## Exercise instructions
1. Repeat word for word the part of the profile of Dr. Eric R. George that opens with the words containing "In 2003, George" and closes with "and federal standards.".
2. Carry on the profile of Dr. Eric R. George and Omega Hospital, picking up right after its last sentence.

##### Extract

“I liked medicine because it was hands on,” admits Dr. Eric R. George, “It’s such a rewarding profession.” Although the Yeager Scholar was swinging on a professional pendulum between law (both his brother and father were attorneys) and medicine, George chose to be a doctor and went on to study at the Marshall University School of Medicine. He completed a General Trauma Surgery Residency at Michigan State University, a Fellowship in Plastic & Reconstructive Surgery at Grand Rapids Area Medical Education Center and an Orthopaedic Hand & Upper Extremity Reconstructive Fellowship at the Integrated Mayo Clinic in Phoenix, Arizona.
In 2003, George founded Omega Hospital, the first physician-owned hospital in the Greater New Orleans Area. Now the leading surgery center in the area, Omega offers a patient-focused facility that emphasizes the individual with “caring and compassion.” The luxury hospital offers rooms with robes, mini-bars, coffee-makers, microwaves and even another bed reserved for caring relatives and loved ones. With over 50 physicians representing 19 medical and surgical specialties, Omega takes pride in its preoperative diagnostic requirements which meet or exceed state and federal standards.

##########
##### Source information

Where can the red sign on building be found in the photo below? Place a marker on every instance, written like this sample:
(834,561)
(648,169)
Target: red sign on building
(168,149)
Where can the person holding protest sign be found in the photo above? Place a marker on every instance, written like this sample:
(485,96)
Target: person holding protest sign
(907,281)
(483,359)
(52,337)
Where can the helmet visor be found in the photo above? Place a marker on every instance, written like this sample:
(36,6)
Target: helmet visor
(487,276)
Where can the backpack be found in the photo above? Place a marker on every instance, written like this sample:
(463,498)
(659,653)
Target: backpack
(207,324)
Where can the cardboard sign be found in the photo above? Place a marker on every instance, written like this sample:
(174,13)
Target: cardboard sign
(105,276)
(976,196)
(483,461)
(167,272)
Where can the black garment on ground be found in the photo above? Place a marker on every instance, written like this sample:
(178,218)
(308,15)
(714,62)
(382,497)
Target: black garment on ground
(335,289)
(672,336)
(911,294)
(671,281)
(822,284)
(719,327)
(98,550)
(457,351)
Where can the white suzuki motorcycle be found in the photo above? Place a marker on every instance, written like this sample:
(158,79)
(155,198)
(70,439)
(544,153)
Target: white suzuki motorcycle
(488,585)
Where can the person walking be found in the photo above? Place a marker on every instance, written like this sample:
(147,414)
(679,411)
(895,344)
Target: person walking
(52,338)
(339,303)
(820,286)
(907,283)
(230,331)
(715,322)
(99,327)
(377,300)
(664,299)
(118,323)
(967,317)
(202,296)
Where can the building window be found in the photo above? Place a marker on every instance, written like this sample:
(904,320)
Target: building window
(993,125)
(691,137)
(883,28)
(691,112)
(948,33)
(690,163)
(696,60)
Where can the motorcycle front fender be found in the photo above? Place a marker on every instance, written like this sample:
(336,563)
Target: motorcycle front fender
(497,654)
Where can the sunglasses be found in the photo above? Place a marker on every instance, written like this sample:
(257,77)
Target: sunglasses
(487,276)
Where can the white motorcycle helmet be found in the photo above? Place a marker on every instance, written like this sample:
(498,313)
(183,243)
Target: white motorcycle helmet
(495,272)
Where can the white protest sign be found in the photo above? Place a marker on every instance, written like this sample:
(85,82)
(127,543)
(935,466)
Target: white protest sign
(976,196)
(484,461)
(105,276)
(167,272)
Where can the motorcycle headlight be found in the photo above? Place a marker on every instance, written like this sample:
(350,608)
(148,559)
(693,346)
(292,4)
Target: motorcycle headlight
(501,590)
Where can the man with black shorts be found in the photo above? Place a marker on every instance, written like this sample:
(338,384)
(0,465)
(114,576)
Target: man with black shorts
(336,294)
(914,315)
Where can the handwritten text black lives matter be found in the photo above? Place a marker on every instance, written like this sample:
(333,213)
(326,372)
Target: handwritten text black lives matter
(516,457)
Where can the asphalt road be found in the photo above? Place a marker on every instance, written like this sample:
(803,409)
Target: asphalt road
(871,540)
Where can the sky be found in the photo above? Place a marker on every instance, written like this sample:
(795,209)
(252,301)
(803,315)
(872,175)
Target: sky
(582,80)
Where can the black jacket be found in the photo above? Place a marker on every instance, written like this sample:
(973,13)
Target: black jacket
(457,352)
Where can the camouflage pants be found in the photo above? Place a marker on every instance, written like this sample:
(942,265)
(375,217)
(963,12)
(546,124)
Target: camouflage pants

##########

## Exercise responses
1.
In 2003, George founded Omega Hospital, the first physician-owned hospital in the Greater New Orleans Area. Now the leading surgery center in the area, Omega offers a patient-focused facility that emphasizes the individual with “caring and compassion.” The luxury hospital offers rooms with robes, mini-bars, coffee-makers, microwaves and even another bed reserved for caring relatives and loved ones. With over 50 physicians representing 19 medical and surgical specialties, Omega takes pride in its preoperative diagnostic requirements which meet or exceed state and federal standards.

2.
When he is not managing anywhere from 30-40 patients a week, George is also an active businessman and philanthropist in the New Orleans community and beyond. He owns numerous properties and companies including oil and gas pipeline properties in both the U.S. and the Gulf of Mexico, an international medical supply company, restaurants franchises and the Royal Orleans and Windsor Court Hotels. George is on the Board of Directors at the Tipitina’s Foundation that raised over $2 million this year at the “Instruments a Comin’” benefit which supports local school band programs and benefactor to the St. Martin’s Episcopal School “George Cottage,” an early education program, in Metairie.
Back in his second year of residency, George married his teenage sweetheart who just happened to be the Homecoming Queen from the rival high school. Together they raised two daughters, Cassidy and Chloe whose foundation developed a school for orphans in Mombasa, Kenya in 2010. Chloe is now a sophomore at Cambridge University focused on International Relations in Government and Cassidy is about to study Fine Arts at New York University. George is proud of his daughters accomplishments, “I always taught them to first love what they do, and always try to make other people happy.”